(Listed entries):
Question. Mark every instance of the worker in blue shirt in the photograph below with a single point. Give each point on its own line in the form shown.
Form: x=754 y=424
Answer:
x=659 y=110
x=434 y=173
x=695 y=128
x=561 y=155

(What the task asks): Recast the entire listing above as a Markdown table with two columns, Row for the row number and Text for the line itself. Leave out any blank lines.

(Task result):
| Row | Text |
|---|---|
| 1 | Question. Mark every instance of the worker in blue shirt in the photograph below with a single point. Give each point on its own line in the form shown. |
| 2 | Form: x=754 y=424 |
| 3 | Answer: |
| 4 | x=659 y=110 |
| 5 | x=434 y=173 |
| 6 | x=695 y=128 |
| 7 | x=561 y=155 |